◆ Parts of the exercise:
(a) Write out the passage from the RFTools Utility guide verbatim, beginning at the words "RFTools Utility Mod" and stopping after "makes it happen.".
(b) Answer these questions using the RFTools Utility guide, giving each answer on its own line and marking it the same way:
(i) What does the guide call RFTools Utility in relation to the RFTools family?
(ii) How many major systems does the mod add?
(iii) Where on the page can every item and recipe the mod adds be browsed?
(c) Carry on the RFTools Utility guide from its last sentence, keeping the same technical tone.

◆ Quoted passage:
####################

RFToolsUtility

Generic RFTools utilities

RFTools Utility Mod Guide: Teleporters, Screens, Crafters & Environmental Control

RFTools Utility is the workhorse companion to the RFTools family, packing teleportation networks, programmable information screens, automated crafters, mob spawners, environmental effect controllers, and a full suite of redstone logic blocks into one powerful mod. If you need to move players across dimensions, automate complex crafting chains, or monitor your entire base from a wall of screens, this is the mod that makes it happen.

Overview

RFTools Utility is one of the core modules in the RFTools mod family, providing essential utility systems that most RFTools-based bases depend on. The mod adds seven major systems: a teleportation network for instant travel between locations and dimensions, programmable screens for monitoring energy, fluids, inventories and more, automated crafters that can handle multiple recipes simultaneously, a mob spawner system using syringes and matter beamers, an environmental controller that applies potion effects across an area, a fluid tank, and a complete set of redstone logic blocks. You can browse every item and recipe this mod adds using the tabs at the top of this page.

####################

◆ Dataset section:
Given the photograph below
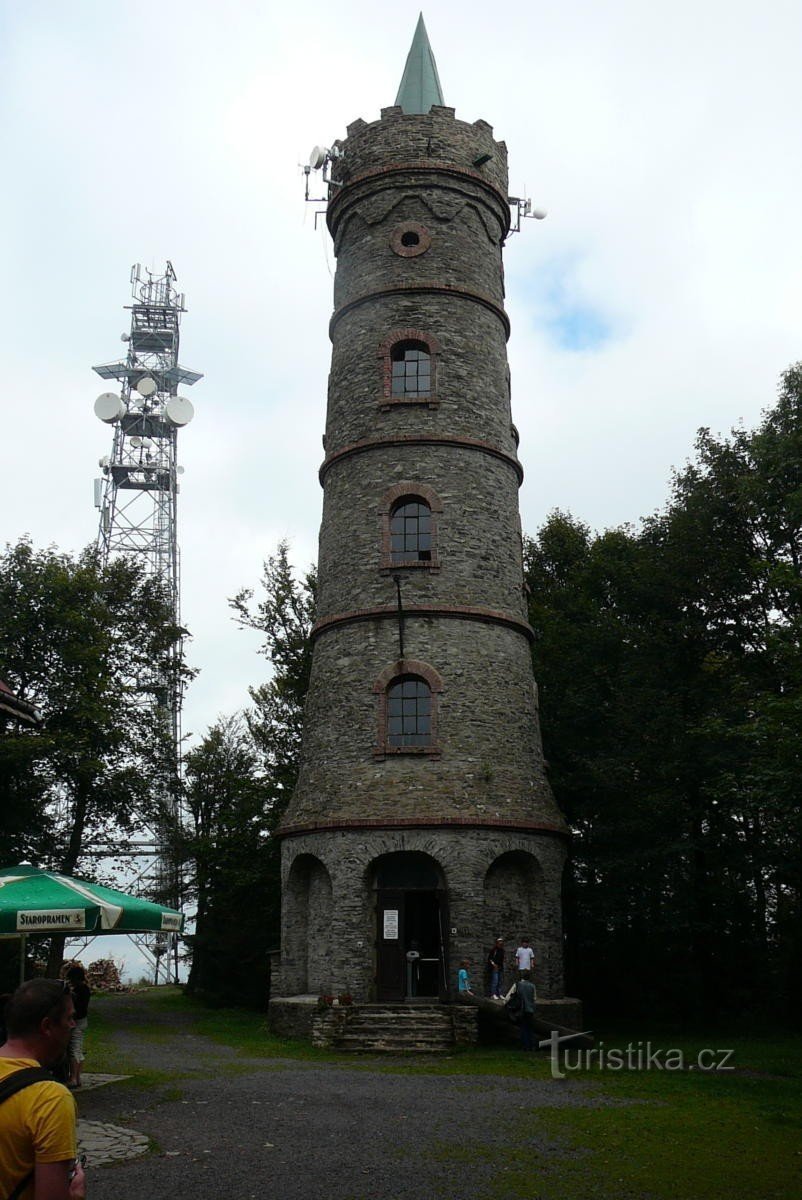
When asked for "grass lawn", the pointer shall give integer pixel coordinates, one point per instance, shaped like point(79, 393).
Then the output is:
point(642, 1134)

####################

◆ Expected outputs:
(a)
RFTools Utility Mod Guide: Teleporters, Screens, Crafters & Environmental Control

RFTools Utility is the workhorse companion to the RFTools family, packing teleportation networks, programmable information screens, automated crafters, mob spawners, environmental effect controllers, and a full suite of redstone logic blocks into one powerful mod. If you need to move players across dimensions, automate complex crafting chains, or monitor your entire base from a wall of screens, this is the mod that makes it happen.

(b)
(i) The workhorse companion.
(ii) Seven.
(iii) Using the tabs at the top of the page.

(c)
All of these systems run on RF (Redstone Flux) power, so you will need a reliable power source before diving in. RFTools Utility is part of the broader RFTools ecosystem and depends on RFTools Base for shared components like the Machine Frame, Machine Base, Infused Diamond, Infused Enderpearl, and Dimensional Shards. If you are playing a modpack, these dependencies are typically included automatically.

Prerequisites

RFTools Utility requires RFTools Base, which provides the Machine Frame, Machine Base, Infused Diamond, Infused Enderpearl, and Dimensional Shard items used in most recipes. You will need a source of RF power, whether from a coal generator, a solar panel, or any other energy-producing mod in your pack. Many recipes call for vanilla materials like Ender Pearls, Redstone, and Glass, so stock up on those before starting.

Several of the more advanced features (environmental modules, spawner system) also require a Syringe and access to various mob types, so be prepared for some mob hunting. The Machine Infuser from RFTools Base can also enhance many of these blocks, reducing their power consumption and improving their performance.

Getting Started

  1. 1

    Craft Your First Machine Frame and Machine Base

    Both the Machine Frame (used in advanced blocks like Crafters and Teleporters) and Machine Base (used in logic blocks and Screens) come from RFTools Base. You will need Iron Ingots, Redstone, and Gold Nuggets for the Machine Base, and Iron Ingots plus Ender Pearls for the Machine Frame. Craft several of each as nearly every RFTools Utility block requires one.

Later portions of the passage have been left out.